(Extracted text Opens)

Color the Emotion

Pick a few colors and create without stiffness.

Create a Chapter Cover for the New Year!

This week, we are creating a chapter cover for our art journals that marks the new year.

New chapter cover for the new year. From the colored pencil journal of the artist Päivi Eerola, Finland.

When I think about the new year, there are lots of uncertainties that first come to my mind. What will happen in the world, what will happen in my life, and what will happen in my art? I can only present educated guesses about the threats and possibilities. This kind of wondering makes me feel passive, and it’s not very uplifting, so I rather pick up my pencils and start drawing.

Draw a Chapter Cover for a Journal!

As I told you in the recent video blog post, I got the idea of making a chapter cover in the colored pencil journal, marking where the new year begins. So all I had to do was to add the numbers on the next spread and then color a bit on them and around them. This project was a lot of fun, and I highly recommend it!

(Extracted text Closes)
(Extracted entries Opens)

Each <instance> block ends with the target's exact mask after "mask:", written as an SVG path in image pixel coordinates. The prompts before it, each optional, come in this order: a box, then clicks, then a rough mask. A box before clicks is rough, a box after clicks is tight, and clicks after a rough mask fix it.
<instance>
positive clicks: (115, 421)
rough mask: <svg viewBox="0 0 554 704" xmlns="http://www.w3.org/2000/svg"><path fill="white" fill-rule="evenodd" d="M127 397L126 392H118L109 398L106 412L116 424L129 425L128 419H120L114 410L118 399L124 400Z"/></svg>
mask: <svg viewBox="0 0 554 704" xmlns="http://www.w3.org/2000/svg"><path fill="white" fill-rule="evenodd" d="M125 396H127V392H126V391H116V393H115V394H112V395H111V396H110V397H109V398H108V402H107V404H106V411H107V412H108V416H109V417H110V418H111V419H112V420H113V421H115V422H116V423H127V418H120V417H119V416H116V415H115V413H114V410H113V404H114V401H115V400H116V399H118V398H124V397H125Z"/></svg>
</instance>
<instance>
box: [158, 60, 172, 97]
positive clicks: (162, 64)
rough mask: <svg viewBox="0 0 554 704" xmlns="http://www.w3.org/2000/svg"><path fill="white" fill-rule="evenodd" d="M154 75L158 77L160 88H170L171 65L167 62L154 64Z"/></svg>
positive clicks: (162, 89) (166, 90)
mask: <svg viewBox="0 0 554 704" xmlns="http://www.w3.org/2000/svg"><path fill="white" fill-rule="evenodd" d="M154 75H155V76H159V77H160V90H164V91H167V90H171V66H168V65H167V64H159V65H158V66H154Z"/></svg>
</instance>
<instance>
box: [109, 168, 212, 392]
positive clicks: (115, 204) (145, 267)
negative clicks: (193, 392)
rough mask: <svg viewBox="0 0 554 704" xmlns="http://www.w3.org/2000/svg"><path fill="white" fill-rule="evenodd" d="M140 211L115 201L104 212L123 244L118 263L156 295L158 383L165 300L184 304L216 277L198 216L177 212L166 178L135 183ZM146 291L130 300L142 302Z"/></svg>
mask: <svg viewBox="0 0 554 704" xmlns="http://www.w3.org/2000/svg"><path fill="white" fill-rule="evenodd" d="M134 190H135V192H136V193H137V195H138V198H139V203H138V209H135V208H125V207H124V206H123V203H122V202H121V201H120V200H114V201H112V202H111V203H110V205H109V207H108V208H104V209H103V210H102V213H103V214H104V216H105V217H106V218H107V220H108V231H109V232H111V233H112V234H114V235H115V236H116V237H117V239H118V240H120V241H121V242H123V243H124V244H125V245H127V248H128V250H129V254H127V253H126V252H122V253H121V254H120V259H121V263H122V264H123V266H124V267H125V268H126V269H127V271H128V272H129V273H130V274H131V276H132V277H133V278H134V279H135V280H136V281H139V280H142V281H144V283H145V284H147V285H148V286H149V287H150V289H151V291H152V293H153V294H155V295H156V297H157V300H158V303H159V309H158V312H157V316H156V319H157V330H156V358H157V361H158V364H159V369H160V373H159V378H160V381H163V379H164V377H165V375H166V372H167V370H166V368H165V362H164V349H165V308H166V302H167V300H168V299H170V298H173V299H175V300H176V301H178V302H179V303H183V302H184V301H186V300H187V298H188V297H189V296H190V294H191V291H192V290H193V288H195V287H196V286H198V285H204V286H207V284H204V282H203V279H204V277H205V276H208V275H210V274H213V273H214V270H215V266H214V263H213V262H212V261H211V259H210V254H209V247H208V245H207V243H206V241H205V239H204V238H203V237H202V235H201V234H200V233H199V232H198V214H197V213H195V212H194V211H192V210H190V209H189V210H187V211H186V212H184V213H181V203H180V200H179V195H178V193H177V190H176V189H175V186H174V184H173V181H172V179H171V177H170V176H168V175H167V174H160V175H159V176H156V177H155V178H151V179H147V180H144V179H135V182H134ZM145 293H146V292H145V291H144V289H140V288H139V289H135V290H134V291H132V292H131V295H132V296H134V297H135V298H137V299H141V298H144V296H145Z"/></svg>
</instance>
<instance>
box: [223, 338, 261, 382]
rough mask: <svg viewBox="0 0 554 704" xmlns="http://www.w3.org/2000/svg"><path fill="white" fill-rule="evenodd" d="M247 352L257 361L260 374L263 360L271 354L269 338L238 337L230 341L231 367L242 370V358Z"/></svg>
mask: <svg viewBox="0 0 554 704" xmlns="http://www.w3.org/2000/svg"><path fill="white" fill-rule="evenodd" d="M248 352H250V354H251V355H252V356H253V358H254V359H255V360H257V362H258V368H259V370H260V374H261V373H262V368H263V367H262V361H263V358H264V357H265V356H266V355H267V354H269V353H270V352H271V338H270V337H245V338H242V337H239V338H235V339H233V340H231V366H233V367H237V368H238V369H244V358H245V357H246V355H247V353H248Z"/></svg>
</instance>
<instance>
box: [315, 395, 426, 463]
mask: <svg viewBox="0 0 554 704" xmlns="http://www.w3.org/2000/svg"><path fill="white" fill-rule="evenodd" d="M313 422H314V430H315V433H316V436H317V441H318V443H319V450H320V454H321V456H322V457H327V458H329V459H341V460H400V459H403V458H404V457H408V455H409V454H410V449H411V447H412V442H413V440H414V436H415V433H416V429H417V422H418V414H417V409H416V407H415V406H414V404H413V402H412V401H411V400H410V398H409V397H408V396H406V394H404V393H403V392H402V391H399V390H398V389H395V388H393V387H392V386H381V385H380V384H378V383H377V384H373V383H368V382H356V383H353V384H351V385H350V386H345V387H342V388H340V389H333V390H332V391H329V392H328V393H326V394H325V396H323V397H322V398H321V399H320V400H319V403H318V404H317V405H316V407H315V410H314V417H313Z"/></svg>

(Extracted entries Closes)

What needs to be done →
Carry on the piece above about drawing a new-year chapter cover in an art journal, starting right after its last sentence.

Response area →
Play with Numbers!

Just as the world is not only based on facts, the numbers are not just numbers either. Their shapes don’t entirely define them. The number “2” can be a kneeling woman with stockings and a skirt, or a flower that bends down – or both! The number “0” can be a mirror that not only reflects the surroundings but open ups a new scenery. Isn’t that what we want to see in the new year – not only experience the chronologically bypassing days but also make them take our minds to a new place? Stairs that are ahead can lead to nowhere or everywhere, and the fingers that hold a treasure can, at the same time, be the leaves of a plant.

Decorating numbers with colored pencils. Creating a spread for an art journal.

The way we can combine everyday life and fantasy creates joy and hope, and uncertainties feel not only exciting but necessary.

Numbers as Fashion Models

Every time I build a course, I learn something new myself too. But this time, with Doll World, I feel that there’s a lot that comes in the shape of a person.

Coloring a chapter cover for an art journal

When I am more familiar with drawing human figures, I seem to be better able to see those everywhere, for example, in numbers too. And it often seems to come to my mind that I can dress up a shape and, that way, make it more imaginative and fun.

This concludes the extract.